== Aufgabe A ==
Liste alle Fragen auf, die im Interviewausschnitt zur „taz“ an den Gesprächspartner gerichtet werden.
== Aufgabe B ==
Wovon war die „taz“ laut dem Interviewausschnitt nie abhängig?
== Aufgabe C ==
Schreibe aus dem Interviewausschnitt zur „taz“ wortgetreu die Stelle ab, die mit „Ich hoffe es, ich“ beginnt und mit „Jahre verändert hat?“ endet.

== Vorliegender Text ==
+---+

Sie werden nicht mehr zurückkehren, sowohl im Print als auch in anderen Bereichen, fürchte ich.

Wie stehst du zu Überlegungen, die gedruckte „taz“ unter der Woche zugunsten einer elektronischen Ausgabe einzustellen?

Das ist wahrscheinlich eine zwangsläufige Entwicklung, die ich persönlich sehr bedauere. Ich bin mit Papier aufgewachsen und kann das nicht mehr ändern. Vermutlich ist das eine Generationenfrage. Aber dass man später mal auf elektronische Weise mit einem Bezahlmodell so viel Geld verdienen kann wie früher mal vor zehn, zwanzig, dreißig Jahren mit einer gedruckten Zeitungen? Das glaube ich nicht.

Hat denn die „taz“ in dieser Zukunft nicht auch einen Wettbewerbsvorteil, einfach nur durch ihre Originalität und Unterscheidbarkeit?

Ich hoffe es, ich hoffe es. Hinzu kommt, dass wir nie abhängig von Werbeeinnahmen waren. Es stimmt schon, wir sind die Avantgarde. Von daher müssen wie auch die ersten sein, die sagen okay: „Okay, wir machen jetzt Elektro!“

Hast du denn das Gefühl, Klaus, dass die „taz“ auch dich im Laufe dieser Jahre verändert hat?

+---+

== Daten zur Prüfung ==

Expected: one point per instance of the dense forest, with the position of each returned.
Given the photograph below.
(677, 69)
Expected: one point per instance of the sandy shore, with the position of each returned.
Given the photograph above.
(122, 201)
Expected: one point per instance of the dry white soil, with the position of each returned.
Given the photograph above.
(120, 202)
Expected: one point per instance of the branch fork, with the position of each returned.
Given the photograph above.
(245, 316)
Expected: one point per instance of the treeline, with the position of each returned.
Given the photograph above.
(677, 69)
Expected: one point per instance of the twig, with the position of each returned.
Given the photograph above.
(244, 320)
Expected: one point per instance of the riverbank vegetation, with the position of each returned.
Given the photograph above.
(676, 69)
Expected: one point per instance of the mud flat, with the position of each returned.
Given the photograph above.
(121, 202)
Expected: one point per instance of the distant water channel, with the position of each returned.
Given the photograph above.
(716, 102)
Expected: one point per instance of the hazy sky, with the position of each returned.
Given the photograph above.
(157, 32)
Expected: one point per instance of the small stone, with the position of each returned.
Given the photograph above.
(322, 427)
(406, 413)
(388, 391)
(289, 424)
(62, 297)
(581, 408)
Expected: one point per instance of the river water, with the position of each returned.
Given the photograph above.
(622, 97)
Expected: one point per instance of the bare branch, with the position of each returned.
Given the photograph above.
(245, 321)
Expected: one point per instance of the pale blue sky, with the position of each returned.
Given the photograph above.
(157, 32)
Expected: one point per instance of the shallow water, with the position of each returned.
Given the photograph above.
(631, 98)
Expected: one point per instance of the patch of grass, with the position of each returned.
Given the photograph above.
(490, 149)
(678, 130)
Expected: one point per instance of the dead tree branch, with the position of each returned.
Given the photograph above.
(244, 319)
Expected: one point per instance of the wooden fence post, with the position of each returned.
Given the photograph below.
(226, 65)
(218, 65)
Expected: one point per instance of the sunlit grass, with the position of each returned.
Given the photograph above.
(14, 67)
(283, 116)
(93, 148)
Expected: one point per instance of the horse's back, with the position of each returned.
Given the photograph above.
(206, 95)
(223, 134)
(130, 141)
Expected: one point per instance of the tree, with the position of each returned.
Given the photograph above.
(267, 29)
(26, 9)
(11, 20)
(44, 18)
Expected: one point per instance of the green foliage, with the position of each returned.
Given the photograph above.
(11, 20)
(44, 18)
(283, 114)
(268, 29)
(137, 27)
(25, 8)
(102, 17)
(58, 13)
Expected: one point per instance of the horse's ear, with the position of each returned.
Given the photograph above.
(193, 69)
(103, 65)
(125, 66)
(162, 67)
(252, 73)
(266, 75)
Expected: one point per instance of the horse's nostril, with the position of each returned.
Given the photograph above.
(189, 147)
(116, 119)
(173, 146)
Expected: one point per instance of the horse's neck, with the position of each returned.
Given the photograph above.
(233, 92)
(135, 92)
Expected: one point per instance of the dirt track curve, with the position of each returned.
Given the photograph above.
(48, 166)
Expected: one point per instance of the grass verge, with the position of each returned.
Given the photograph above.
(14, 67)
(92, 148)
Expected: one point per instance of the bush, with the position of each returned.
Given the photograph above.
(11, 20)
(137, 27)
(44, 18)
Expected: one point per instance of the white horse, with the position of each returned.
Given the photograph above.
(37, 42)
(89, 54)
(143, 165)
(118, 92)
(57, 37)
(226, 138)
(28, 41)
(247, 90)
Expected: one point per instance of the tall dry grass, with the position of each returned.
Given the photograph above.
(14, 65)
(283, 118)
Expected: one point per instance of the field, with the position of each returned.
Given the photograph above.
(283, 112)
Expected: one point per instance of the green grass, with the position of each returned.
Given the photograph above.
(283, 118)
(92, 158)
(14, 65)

+---+

== Antwortfeld A ==
- Wie stehst du zu Überlegungen, die gedruckte „taz“ unter der Woche zugunsten einer elektronischen Ausgabe einzustellen?
- Hat denn die „taz“ in dieser Zukunft nicht auch einen Wettbewerbsvorteil, einfach nur durch ihre Originalität und Unterscheidbarkeit?
- Hast du denn das Gefühl, Klaus, dass die „taz“ auch dich im Laufe dieser Jahre verändert hat?

== Antwortfeld B ==
Von Werbeeinnahmen.

== Antwortfeld C ==
Ich hoffe es, ich hoffe es. Hinzu kommt, dass wir nie abhängig von Werbeeinnahmen waren. Es stimmt schon, wir sind die Avantgarde. Von daher müssen wie auch die ersten sein, die sagen okay: „Okay, wir machen jetzt Elektro!“

Hast du denn das Gefühl, Klaus, dass die „taz“ auch dich im Laufe dieser Jahre verändert hat?